**Excerpt**
Seattle Jazz Fellowship Wednesdays at Vermillion

Nelda Swiggett’s Megabopolis/Jason Chambliss Quartet

Wed Nov 30, 7:30 PM/ Vermillion

Pianist/composer Nelda Swiggett has in many ways flown under the radar of the live modern jazz scene in Seattle. She has been on the scene for three decades, and is highly regarded within the music community, but as the past decade has rolled by, the new members of the Seattle jazz audience are largely unaware of her musical prowess. Her ensemble, Megabopolis, returns to the forefront of the resident jazz scene with this performance, featuring a roster of players who have made major strides in the forward progression of modern jazz in the Pacific Northwest. Swiggett is joined by trombonist Clif Swiggett, trumpeter Michael Van Bebber, saxophonist Travis Ranney, drummer Max Wood and bassist Michael Glynn

Trumpeter Jason Chambliss returns to the Seattle Jazz Fellowship leading a quartet featuring veteran pianist Darrius Willrich, drummer Chris Patin and bassist Nate Omdahl. Chambliss plays a style that reflects the history of the music emanating from the Central District of Seattle- soul infused modern jazz. Patin as a drummer is relentless and driving, constantly pushing the band forward. Willrich is a fine vocalist as well as a skilled pianist, the personification of the Seattle sound. Omdahl is a veteran presence that should ground the band into a positive communicative resonance. https://seattlejazzfellowship.org/events

Bill Anschell Peru Trio with Chris Symer & Jeff Busch

Wed Nov 30, 7 PM/ North City Bistro

Pianist Bill Anschell reunites with his trio that bonded on one of several tours of Peru. One of Seattle’s true jazz treasures, Anschell is an Origin Records recording artist, noted jazz humorist and first call pianist. His multiple South American tours included those as musical director for vocalist Nnenna Freelon. Bassist Chris Symer has been a major factor in Anschell’s trio adventures, notably with drummer Jose Martinez and saxophonist Brent Jensen. Drummer Jeff Busch has spanned the globe studying world percussion, including a six month stay in Brazil. His world view of music coupled with his jazz chops makes him the easy choice for this trio. This is not a Latin Jazz trio per se, but an open jazz trio that features all participants as soloists and bandmates lending sympathetic rhythmic and harmonic support. The tunes they perform are those enthusiastically received by Peruvian audiences. https://northcitybistro.com/event/bill-anschell-peru-trio/

Jazz Returns to Seattle’s Central District: Two Evenings of Black Brilliance

Giveton Gelin                                                          Lisa Hagen Glynn photo

There is a miracle on the corner of 12th Avenue and Jackson St. in what is now Seattle’s “Little Saigon.” In what was a traditional African American and Jewish community before the influx of Vietnamese, Cambodian and Laotian immigrants after the war in Southeast Asia in the early 1980’s, this urban crossroads was the main pulse of an integrated nightclub scene in the 1930’s, ’40s and ’50s that featured dozens of late-night jazz clubs that not only housed the city’s thriving African American musicians, but attracted many musicians after hours from their respective gigs Downtown that featured only white audiences.

**Supplied material**
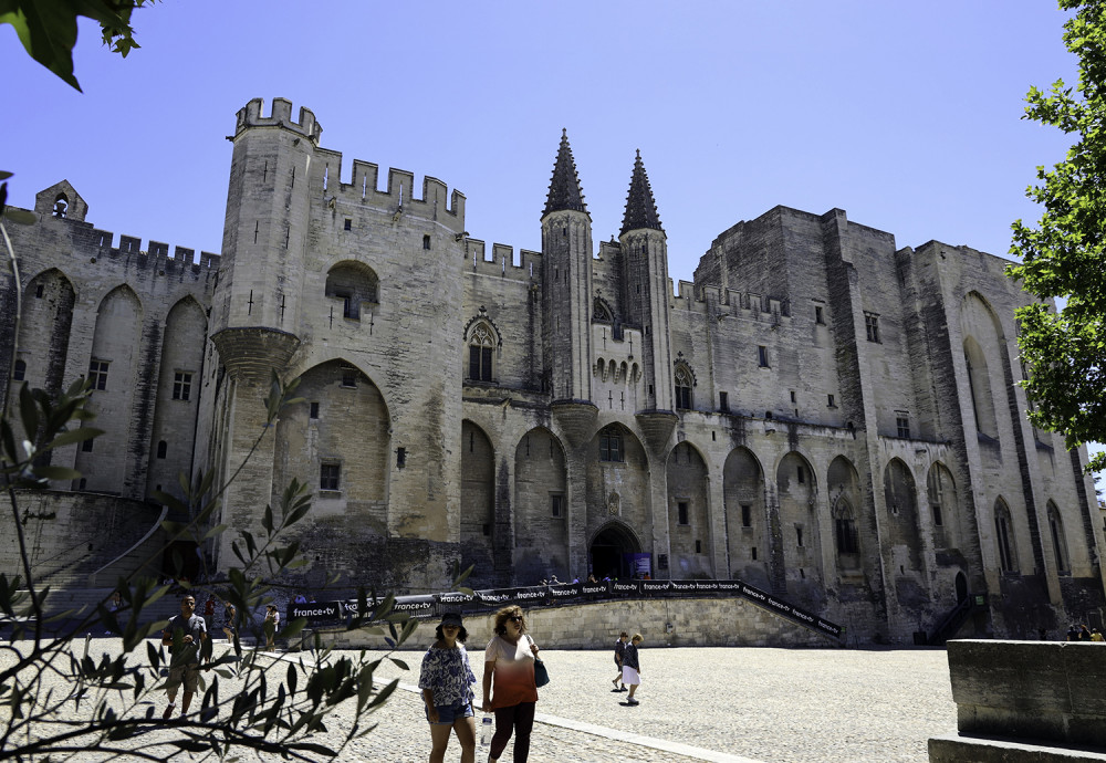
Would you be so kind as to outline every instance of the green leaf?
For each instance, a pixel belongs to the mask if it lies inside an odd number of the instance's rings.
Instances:
[[[32,59],[80,91],[73,76],[73,45],[76,44],[76,12],[64,0],[36,0],[0,6],[0,23],[15,28],[19,41]]]

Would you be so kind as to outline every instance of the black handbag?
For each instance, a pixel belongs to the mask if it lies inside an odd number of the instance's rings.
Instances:
[[[526,636],[526,638],[530,638]],[[530,638],[530,642],[533,644],[534,639]],[[534,658],[534,683],[541,688],[550,682],[550,671],[545,669],[545,662]]]

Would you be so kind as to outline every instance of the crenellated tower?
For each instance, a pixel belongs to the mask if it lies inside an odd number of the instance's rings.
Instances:
[[[273,489],[274,438],[253,449],[267,411],[261,401],[275,372],[284,375],[300,348],[300,302],[311,213],[309,177],[322,127],[301,108],[273,98],[263,116],[261,98],[238,112],[223,223],[223,260],[212,297],[211,341],[231,384],[223,404],[227,428],[216,447],[216,469],[226,477],[252,453],[223,494],[221,522],[257,529],[258,500]],[[219,540],[221,564],[233,556],[231,534]]]
[[[634,159],[618,240],[626,269],[623,278],[626,320],[641,328],[646,405],[638,411],[638,420],[650,441],[659,447],[668,440],[676,422],[670,412],[674,391],[668,331],[668,237],[660,226],[641,151]]]
[[[566,130],[542,213],[542,283],[546,391],[570,437],[583,436],[597,411],[591,401],[592,216]]]

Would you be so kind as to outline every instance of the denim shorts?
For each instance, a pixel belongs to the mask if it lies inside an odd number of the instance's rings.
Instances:
[[[457,702],[456,704],[436,704],[434,705],[438,711],[438,723],[442,725],[453,725],[455,722],[461,720],[462,718],[472,718],[472,703],[471,702]],[[422,705],[422,712],[426,713],[426,720],[430,720],[430,711],[427,707]]]

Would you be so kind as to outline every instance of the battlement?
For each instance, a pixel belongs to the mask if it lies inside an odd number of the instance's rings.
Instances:
[[[342,153],[328,148],[316,149],[311,171],[312,185],[321,188],[326,202],[335,207],[367,205],[398,216],[397,220],[411,215],[441,222],[458,233],[465,230],[465,194],[457,189],[450,192],[436,177],[425,176],[421,195],[416,196],[415,174],[393,168],[388,170],[387,187],[380,190],[379,166],[354,159],[349,182],[344,182],[341,180]]]
[[[253,98],[244,108],[238,109],[238,124],[234,127],[234,137],[242,130],[250,127],[282,127],[310,138],[316,146],[322,137],[323,128],[315,122],[315,115],[310,108],[300,107],[300,118],[292,118],[292,102],[286,98],[273,98],[272,113],[264,116],[261,113],[263,101]]]
[[[710,315],[718,321],[726,317],[752,317],[764,320],[774,316],[791,320],[791,303],[776,300],[758,292],[742,292],[714,285],[697,286],[689,281],[680,281],[679,289],[669,301],[672,310]]]
[[[74,237],[77,244],[75,253],[79,257],[88,257],[93,262],[98,258],[117,260],[122,258],[137,257],[139,263],[148,266],[156,266],[159,271],[167,273],[190,268],[194,273],[201,271],[219,270],[219,262],[222,259],[219,254],[211,252],[200,252],[199,260],[196,259],[196,250],[187,247],[176,247],[173,257],[169,257],[169,244],[150,240],[146,249],[142,248],[142,239],[135,236],[119,236],[119,245],[113,247],[115,234],[111,231],[91,230],[81,231]]]
[[[519,261],[514,260],[514,247],[504,243],[491,245],[491,257],[480,239],[465,239],[466,257],[473,273],[498,275],[511,280],[541,281],[542,253],[529,249],[519,250]]]

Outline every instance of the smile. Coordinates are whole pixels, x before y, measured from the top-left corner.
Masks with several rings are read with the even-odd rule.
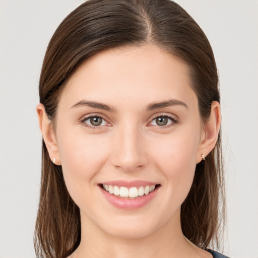
[[[142,185],[126,187],[118,185],[103,184],[102,188],[111,195],[121,198],[136,199],[144,195],[148,195],[154,191],[156,185]]]

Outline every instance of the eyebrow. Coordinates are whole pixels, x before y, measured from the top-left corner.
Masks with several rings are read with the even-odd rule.
[[[163,107],[175,106],[177,105],[181,105],[185,107],[186,108],[188,108],[187,105],[184,102],[176,99],[170,99],[162,102],[151,103],[148,106],[147,110],[151,111],[153,110],[154,109],[158,109],[159,108],[162,108]]]
[[[158,109],[159,108],[162,108],[163,107],[178,105],[184,106],[186,108],[188,108],[187,105],[184,102],[176,99],[170,99],[169,100],[163,101],[162,102],[151,103],[148,105],[147,110],[151,111],[154,109]],[[78,102],[73,106],[72,106],[71,108],[82,106],[87,106],[88,107],[103,109],[104,110],[113,112],[115,112],[116,111],[115,108],[111,106],[108,106],[108,105],[100,102],[97,102],[96,101],[89,101],[85,100],[81,100]]]
[[[88,101],[87,100],[81,100],[80,101],[79,101],[72,106],[71,108],[82,106],[87,106],[90,107],[93,107],[94,108],[99,108],[100,109],[103,109],[110,112],[115,112],[115,108],[112,106],[108,106],[105,104],[100,102]]]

**What you have to do**
Reproduce, word for word, the portion of the Seattle jazz listings starting at "There is a miracle" and ending at "only white audiences.".

**Answer space**
There is a miracle on the corner of 12th Avenue and Jackson St. in what is now Seattle’s “Little Saigon.” In what was a traditional African American and Jewish community before the influx of Vietnamese, Cambodian and Laotian immigrants after the war in Southeast Asia in the early 1980’s, this urban crossroads was the main pulse of an integrated nightclub scene in the 1930’s, ’40s and ’50s that featured dozens of late-night jazz clubs that not only housed the city’s thriving African American musicians, but attracted many musicians after hours from their respective gigs Downtown that featured only white audiences.